**Goal**:
Pull out every line of the items below that contains the word "jacket", paying attention to case.

**Source records**:
┄┄┄┄┄┄
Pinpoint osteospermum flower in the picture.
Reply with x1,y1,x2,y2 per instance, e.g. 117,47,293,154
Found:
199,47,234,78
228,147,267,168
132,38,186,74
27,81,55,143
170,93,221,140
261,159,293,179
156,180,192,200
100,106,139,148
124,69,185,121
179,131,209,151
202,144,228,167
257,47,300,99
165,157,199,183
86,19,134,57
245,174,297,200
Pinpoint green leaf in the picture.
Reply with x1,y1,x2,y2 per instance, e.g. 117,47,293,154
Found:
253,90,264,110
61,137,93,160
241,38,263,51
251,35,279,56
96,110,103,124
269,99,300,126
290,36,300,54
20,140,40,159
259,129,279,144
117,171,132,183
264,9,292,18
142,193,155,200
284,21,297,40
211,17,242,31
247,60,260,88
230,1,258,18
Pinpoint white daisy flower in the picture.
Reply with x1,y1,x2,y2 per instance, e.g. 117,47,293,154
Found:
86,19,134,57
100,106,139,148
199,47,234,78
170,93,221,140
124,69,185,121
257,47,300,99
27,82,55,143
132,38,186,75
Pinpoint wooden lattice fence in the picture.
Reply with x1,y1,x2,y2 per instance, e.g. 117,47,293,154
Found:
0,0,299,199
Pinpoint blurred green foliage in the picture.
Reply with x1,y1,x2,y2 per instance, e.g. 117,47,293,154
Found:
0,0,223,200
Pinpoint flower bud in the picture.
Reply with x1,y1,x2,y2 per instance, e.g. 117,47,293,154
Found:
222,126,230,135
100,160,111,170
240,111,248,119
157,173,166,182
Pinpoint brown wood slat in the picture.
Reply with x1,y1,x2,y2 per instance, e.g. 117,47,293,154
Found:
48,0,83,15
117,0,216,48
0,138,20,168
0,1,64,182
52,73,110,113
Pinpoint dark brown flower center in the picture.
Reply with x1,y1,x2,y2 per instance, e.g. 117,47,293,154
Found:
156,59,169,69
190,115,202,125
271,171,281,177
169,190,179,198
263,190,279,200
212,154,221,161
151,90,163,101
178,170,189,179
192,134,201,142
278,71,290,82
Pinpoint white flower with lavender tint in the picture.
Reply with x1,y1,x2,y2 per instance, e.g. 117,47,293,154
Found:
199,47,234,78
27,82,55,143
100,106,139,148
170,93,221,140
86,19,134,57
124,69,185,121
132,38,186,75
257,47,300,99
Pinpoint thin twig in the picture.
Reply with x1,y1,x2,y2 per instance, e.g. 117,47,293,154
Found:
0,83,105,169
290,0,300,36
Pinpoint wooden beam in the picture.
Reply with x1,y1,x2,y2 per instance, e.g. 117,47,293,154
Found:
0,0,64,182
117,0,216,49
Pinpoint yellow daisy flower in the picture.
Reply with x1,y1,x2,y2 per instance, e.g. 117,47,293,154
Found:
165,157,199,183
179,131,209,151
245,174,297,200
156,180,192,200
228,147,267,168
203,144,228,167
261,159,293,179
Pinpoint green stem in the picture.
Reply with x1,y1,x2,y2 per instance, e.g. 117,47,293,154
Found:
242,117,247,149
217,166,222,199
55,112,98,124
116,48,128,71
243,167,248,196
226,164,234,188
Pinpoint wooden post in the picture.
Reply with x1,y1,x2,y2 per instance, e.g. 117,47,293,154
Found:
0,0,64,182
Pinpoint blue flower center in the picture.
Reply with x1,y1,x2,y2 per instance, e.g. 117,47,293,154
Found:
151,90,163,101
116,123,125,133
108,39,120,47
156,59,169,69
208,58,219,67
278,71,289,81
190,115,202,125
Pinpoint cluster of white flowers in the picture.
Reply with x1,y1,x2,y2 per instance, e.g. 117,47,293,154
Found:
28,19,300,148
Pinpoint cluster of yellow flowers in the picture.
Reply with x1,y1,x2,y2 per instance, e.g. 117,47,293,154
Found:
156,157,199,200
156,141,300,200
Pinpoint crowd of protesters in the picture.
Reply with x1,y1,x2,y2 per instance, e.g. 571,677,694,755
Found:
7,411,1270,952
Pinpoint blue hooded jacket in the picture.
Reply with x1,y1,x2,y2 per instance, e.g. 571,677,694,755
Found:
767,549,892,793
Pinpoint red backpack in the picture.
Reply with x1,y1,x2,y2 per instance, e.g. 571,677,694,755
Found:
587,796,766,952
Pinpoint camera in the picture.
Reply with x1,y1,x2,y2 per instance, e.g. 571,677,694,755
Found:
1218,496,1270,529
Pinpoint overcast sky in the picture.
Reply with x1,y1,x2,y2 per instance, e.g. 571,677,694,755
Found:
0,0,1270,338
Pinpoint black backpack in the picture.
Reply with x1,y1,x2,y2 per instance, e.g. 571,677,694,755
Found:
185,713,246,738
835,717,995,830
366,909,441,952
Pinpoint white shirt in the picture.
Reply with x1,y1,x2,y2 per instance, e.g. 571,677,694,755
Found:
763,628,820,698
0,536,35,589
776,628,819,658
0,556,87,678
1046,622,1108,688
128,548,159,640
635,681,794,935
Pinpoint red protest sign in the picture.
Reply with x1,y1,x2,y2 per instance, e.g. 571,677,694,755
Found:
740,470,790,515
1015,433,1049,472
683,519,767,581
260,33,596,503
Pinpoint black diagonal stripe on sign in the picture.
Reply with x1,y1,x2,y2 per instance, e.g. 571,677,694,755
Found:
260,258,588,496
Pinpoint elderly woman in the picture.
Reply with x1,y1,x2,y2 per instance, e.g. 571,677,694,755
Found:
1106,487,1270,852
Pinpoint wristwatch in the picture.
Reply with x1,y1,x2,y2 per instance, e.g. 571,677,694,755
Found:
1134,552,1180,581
┄┄┄┄┄┄
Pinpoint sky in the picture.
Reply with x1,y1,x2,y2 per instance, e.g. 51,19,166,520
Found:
┄┄┄┄┄┄
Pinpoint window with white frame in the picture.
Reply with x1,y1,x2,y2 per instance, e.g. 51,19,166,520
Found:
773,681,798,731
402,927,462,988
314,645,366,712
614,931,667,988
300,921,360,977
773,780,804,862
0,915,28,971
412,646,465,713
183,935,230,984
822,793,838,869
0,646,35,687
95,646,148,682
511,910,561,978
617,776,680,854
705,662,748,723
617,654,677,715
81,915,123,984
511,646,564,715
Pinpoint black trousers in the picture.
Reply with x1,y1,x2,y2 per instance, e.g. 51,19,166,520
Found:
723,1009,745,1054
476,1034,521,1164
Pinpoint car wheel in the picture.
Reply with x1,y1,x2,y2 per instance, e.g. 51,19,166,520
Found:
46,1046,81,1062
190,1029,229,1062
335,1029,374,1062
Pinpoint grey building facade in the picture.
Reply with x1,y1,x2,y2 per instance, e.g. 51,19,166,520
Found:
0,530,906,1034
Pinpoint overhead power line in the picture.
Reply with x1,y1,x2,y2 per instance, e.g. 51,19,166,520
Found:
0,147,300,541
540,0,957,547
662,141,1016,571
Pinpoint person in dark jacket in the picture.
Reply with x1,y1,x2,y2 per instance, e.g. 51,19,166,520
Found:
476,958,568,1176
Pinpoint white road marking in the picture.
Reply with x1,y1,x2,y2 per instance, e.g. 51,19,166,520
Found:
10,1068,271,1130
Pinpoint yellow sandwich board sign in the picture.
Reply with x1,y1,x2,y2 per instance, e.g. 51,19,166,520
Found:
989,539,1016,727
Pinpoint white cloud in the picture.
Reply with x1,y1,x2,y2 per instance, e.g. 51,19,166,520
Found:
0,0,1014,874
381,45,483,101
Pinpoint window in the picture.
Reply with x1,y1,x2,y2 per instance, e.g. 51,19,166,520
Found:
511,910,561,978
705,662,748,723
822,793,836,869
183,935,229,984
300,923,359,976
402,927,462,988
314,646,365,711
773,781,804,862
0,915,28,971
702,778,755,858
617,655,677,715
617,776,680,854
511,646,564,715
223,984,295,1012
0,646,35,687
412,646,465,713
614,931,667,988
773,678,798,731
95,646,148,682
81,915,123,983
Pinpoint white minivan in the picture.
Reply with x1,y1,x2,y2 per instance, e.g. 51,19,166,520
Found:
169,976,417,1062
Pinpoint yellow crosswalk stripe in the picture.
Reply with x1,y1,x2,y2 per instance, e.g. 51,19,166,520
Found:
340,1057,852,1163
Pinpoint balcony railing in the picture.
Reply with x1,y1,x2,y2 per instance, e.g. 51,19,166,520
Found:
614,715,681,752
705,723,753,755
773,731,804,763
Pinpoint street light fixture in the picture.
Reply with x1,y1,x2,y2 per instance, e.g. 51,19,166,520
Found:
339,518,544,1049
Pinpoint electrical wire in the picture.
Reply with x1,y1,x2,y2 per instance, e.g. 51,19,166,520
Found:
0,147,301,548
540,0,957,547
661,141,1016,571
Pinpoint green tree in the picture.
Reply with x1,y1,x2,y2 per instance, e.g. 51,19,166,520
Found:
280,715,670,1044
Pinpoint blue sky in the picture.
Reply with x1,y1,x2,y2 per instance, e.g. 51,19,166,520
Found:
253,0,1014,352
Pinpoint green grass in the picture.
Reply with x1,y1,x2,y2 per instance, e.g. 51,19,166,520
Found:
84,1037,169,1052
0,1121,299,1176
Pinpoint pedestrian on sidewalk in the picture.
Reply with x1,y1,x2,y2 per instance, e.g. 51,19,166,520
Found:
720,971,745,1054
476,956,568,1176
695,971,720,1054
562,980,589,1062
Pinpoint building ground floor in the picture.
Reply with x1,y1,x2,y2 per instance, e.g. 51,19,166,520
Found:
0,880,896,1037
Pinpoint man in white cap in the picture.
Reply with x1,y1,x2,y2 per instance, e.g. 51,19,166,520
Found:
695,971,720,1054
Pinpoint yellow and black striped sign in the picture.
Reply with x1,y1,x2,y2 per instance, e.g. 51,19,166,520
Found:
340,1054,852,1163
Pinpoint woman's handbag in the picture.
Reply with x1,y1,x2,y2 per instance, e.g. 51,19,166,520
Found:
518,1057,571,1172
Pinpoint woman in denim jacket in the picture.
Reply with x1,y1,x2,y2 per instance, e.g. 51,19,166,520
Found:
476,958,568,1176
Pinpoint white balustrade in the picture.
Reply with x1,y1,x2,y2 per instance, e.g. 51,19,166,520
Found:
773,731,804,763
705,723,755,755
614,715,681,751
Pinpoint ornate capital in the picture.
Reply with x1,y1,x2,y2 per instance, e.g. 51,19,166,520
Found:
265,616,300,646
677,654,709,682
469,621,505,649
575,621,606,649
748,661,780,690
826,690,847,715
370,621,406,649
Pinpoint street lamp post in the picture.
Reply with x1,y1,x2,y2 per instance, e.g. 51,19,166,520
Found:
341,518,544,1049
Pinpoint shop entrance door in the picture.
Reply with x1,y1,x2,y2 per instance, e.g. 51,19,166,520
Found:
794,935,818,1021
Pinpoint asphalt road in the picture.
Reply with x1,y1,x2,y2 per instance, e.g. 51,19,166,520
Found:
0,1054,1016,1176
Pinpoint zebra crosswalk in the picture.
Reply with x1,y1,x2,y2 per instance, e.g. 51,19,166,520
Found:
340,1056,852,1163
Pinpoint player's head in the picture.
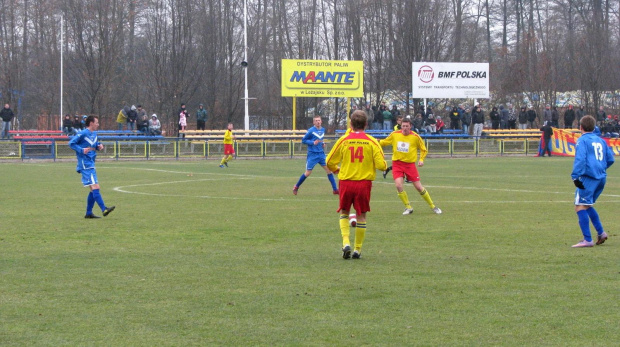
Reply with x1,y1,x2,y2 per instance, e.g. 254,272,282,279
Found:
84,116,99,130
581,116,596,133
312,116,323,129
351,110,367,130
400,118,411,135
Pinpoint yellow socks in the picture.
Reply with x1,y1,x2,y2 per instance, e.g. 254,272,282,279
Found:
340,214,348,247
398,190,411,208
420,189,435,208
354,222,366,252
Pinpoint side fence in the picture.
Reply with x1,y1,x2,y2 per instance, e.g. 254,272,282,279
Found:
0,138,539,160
┄┄┄┄┄┄
**Result of the task**:
Pinpoint blue hooded jacket in the picture.
Pinpoint person in dark jacket in the picture.
Pinpoint woman in denim jacket in the picture.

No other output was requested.